(Extracted rows)
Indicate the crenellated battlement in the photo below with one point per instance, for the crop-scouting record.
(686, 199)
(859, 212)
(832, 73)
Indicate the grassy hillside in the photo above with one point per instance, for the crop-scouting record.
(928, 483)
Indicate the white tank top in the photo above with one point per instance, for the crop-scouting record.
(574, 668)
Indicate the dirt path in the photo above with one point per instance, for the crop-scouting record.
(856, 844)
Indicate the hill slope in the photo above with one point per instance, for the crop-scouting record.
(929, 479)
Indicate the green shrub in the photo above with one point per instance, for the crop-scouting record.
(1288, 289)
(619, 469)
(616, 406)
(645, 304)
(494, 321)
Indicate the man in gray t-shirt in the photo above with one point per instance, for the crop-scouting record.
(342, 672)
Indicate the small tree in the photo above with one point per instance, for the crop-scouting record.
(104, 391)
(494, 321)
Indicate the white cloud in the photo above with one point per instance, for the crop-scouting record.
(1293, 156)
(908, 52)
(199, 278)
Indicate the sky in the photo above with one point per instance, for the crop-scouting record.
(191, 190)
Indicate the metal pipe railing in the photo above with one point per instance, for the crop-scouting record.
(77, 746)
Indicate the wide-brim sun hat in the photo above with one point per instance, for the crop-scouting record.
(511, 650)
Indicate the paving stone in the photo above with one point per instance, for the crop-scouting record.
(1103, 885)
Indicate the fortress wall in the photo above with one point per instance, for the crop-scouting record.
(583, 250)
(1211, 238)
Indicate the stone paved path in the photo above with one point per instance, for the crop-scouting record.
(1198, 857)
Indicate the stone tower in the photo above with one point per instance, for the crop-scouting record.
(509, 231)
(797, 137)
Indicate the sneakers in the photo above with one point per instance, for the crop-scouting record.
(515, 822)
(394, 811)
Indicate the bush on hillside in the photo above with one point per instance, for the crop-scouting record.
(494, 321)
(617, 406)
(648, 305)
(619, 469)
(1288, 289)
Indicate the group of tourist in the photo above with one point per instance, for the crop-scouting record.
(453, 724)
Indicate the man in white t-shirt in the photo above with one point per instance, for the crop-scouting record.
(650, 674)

» **Exercise brief**
Print the rows above again, word for word, starting at the line with "Indicate the group" and continuing through the last row, both ends included.

» **Solution**
Indicate the group of tourist in the photo above with one point per instance, for the crop-scouting record.
(453, 724)
Indicate the man in white t-shirt in the photo above with one point per instance, for the crop-scouting record.
(650, 674)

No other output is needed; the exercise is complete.